# EXCERPTED TEXT:

Related
I am trying to use maximum likelihood to estimate the normal linear model in Julia. I have used the following code to simulate the process with just an intercept and an anonymous function per the Optim documentation regarding values that do not change:
using Optim
nobs = 500
nvar = 1
β = ones(nvar)*3.0
x = [ones(nobs) randn(nobs,nvar-1)]
ε = randn(nobs)*0.5
y = x*β + ε
function LL_anon(X, Y, β, σ)
-(-length(X)*log(2π)/2 - length(X)*log(σ) - (sum((Y - X*β).^2) / (2σ^2)))
end
LL_anon(X,Y, pars) = LL_anon(X,Y, pars...)
res2 = optimize(vars -> LL_anon(x,y, vars...), [1.0,1.0]) # Start values: β=1.0, σ=1.0
This actually recovered the parameters and I received the following output:
* Algorithm: Nelder-Mead
* Starting Point: [1.0,1.0]
* Minimizer: [2.980587812647935,0.5108406803949835]
* Minimum: 3.736217e+02
* Iterations: 47
* Convergence: true
* √(Σ(yᵢ-ȳ)²)/n < 1.0e-08: true
* Reached Maximum Number of Iterations: false
* Objective Calls: 92
However, when I try and set nvar = 2, i.e. an intercept plus an additional covariate, I get the following error message:
MethodError: no method matching LL_anon(::Array{Float64,2}, ::Array{Float64,1}, ::Float64, ::Float64, ::Float64)

# RAW DATA:
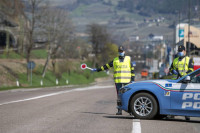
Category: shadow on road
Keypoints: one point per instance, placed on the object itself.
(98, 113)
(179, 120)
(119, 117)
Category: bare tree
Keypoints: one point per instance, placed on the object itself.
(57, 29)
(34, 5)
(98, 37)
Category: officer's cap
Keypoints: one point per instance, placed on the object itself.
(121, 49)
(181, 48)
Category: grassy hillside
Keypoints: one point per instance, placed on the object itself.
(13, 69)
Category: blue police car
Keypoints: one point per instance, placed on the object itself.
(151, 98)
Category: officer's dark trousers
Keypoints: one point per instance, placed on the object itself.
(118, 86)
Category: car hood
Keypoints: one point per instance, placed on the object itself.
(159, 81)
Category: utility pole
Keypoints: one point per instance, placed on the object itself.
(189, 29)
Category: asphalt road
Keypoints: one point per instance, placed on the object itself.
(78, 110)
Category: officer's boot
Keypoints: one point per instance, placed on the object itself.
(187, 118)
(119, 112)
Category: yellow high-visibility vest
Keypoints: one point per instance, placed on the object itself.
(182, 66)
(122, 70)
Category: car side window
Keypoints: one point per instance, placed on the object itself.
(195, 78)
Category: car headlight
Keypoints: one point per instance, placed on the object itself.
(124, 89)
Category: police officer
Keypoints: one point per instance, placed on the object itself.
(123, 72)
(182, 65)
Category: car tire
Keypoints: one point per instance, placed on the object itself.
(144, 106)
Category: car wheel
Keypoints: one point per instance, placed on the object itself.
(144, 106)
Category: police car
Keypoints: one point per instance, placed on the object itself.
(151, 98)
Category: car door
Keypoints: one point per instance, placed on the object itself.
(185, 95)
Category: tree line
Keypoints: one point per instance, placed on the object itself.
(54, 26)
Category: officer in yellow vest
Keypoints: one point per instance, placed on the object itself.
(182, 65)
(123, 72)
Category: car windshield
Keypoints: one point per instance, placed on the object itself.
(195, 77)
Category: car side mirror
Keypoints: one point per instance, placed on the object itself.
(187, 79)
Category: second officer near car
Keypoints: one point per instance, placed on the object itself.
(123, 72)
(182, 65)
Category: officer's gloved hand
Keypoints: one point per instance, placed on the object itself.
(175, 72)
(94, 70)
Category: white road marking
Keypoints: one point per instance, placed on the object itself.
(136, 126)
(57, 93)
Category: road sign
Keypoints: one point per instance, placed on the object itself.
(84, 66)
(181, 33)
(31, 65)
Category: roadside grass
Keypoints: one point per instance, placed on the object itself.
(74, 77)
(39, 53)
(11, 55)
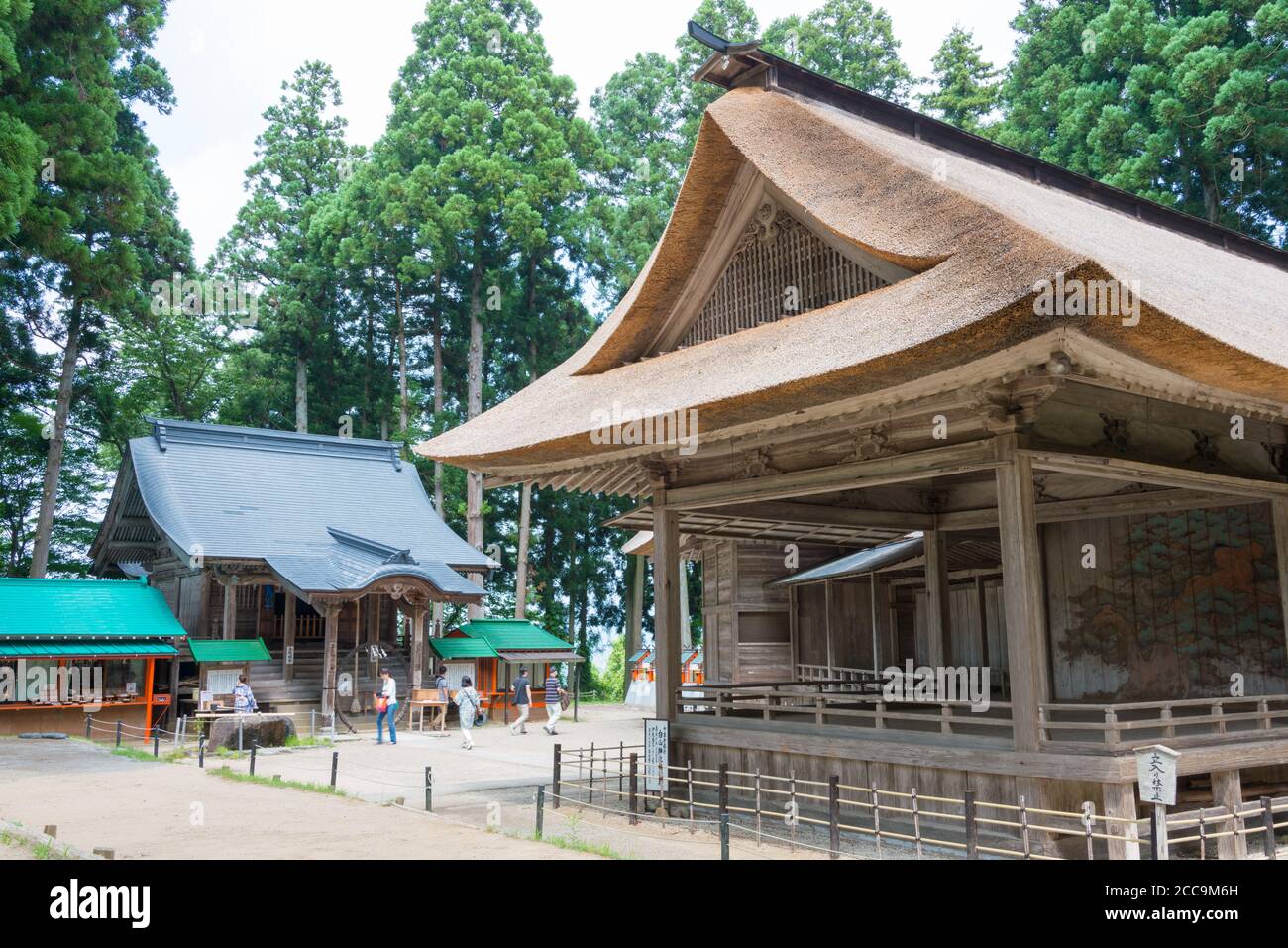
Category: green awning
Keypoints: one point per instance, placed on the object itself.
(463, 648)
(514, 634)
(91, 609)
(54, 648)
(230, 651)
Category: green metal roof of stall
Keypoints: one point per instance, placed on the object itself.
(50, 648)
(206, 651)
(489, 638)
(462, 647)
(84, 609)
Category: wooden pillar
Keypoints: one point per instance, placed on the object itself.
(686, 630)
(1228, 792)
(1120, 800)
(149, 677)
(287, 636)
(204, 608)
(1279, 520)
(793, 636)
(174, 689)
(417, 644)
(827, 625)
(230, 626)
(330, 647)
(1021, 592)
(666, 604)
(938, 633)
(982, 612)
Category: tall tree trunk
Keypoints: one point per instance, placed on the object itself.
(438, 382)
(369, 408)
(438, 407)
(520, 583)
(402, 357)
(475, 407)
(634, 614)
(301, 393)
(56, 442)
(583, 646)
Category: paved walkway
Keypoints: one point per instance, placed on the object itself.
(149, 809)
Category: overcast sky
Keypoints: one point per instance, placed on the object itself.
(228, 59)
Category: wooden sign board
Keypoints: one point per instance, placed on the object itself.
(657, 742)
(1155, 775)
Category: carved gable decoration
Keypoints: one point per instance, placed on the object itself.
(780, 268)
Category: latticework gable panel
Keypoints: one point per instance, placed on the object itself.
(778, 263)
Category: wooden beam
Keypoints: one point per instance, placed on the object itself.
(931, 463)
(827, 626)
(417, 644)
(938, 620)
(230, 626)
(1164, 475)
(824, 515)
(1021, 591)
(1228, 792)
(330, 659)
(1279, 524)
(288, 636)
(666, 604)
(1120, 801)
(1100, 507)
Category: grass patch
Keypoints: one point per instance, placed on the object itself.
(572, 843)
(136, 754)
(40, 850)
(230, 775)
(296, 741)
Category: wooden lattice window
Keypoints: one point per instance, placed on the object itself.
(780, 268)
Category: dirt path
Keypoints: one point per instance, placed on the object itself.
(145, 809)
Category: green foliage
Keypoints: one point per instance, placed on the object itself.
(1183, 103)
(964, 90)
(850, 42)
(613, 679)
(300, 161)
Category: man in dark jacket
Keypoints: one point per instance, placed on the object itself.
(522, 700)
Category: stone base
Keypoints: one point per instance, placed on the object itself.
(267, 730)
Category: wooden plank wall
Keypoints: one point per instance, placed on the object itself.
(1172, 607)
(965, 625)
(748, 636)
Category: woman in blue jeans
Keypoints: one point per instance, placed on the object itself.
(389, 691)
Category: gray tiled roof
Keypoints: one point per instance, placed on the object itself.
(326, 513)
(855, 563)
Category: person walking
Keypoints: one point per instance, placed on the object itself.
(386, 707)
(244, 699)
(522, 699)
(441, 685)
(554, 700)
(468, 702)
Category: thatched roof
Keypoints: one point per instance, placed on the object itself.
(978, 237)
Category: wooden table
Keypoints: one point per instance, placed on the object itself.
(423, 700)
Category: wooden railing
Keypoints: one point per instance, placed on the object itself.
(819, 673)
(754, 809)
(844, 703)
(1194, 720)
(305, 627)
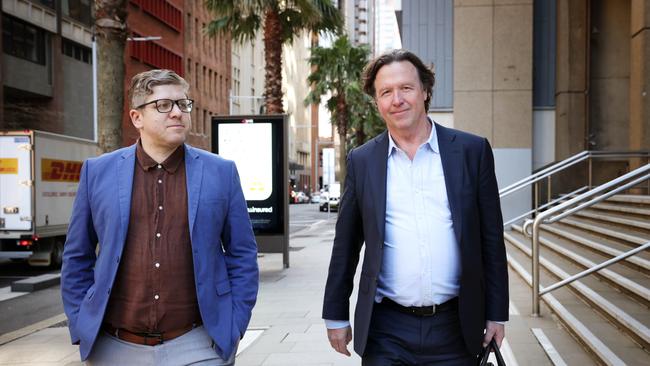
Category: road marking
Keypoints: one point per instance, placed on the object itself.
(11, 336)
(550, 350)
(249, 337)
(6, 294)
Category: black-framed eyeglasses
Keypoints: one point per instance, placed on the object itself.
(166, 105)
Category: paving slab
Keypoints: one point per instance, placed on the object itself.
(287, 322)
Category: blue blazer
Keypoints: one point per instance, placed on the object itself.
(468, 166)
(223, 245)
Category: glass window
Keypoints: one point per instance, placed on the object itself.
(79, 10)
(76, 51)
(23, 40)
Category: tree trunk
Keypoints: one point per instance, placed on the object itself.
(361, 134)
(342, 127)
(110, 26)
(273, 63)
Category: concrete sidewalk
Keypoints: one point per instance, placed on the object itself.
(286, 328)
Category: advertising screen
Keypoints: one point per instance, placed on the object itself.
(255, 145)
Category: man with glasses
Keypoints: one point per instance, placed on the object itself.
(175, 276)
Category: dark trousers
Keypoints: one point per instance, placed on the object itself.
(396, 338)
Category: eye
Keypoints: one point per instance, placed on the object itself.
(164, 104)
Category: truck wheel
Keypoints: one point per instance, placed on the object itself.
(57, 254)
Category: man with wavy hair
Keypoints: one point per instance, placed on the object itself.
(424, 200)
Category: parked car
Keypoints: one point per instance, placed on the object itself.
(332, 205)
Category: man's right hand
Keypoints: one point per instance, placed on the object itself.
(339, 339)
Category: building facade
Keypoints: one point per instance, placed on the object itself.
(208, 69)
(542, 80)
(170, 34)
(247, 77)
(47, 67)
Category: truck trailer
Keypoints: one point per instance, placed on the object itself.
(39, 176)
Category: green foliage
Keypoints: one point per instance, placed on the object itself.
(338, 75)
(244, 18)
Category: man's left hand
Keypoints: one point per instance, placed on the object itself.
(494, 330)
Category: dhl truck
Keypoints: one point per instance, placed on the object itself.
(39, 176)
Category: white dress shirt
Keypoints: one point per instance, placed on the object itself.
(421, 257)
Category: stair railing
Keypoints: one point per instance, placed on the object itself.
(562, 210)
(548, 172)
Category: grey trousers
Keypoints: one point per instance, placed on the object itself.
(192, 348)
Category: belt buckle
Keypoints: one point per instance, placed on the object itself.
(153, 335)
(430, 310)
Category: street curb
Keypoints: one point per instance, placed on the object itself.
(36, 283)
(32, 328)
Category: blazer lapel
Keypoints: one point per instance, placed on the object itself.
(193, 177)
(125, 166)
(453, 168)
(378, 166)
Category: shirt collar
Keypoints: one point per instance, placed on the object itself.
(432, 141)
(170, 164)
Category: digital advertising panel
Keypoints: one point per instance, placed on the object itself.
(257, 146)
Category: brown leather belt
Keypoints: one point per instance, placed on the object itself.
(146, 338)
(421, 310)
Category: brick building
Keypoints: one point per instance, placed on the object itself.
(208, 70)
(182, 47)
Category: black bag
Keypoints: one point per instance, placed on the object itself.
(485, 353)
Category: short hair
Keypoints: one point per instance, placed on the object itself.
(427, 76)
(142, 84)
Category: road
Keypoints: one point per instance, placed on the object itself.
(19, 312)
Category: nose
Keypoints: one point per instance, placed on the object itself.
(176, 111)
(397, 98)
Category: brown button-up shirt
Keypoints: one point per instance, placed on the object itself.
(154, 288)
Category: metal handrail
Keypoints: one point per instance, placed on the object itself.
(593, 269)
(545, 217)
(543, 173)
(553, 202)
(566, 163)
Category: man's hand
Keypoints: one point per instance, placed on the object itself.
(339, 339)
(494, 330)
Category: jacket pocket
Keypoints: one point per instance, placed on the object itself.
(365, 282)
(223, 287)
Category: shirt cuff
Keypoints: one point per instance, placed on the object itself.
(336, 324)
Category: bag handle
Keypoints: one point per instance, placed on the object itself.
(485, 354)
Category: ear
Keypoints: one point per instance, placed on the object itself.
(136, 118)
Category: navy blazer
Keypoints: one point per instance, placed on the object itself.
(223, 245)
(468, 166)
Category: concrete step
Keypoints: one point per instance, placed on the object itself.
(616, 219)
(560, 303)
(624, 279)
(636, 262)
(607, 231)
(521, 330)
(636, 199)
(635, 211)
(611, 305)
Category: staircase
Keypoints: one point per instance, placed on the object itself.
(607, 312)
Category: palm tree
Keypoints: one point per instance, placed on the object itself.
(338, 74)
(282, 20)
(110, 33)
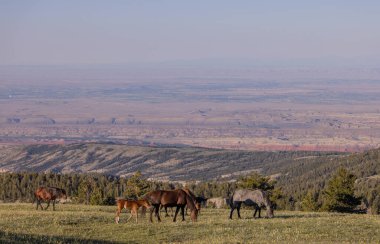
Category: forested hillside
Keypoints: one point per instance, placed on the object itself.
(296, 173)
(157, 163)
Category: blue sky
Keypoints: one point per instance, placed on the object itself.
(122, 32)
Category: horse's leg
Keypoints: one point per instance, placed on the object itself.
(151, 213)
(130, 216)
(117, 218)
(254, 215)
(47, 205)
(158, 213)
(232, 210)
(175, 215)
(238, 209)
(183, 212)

# DIRECTIONS:
Please state which algorithm the output in the Julia maximum likelihood post reports.

# FINISHED ANSWER:
Nelder-Mead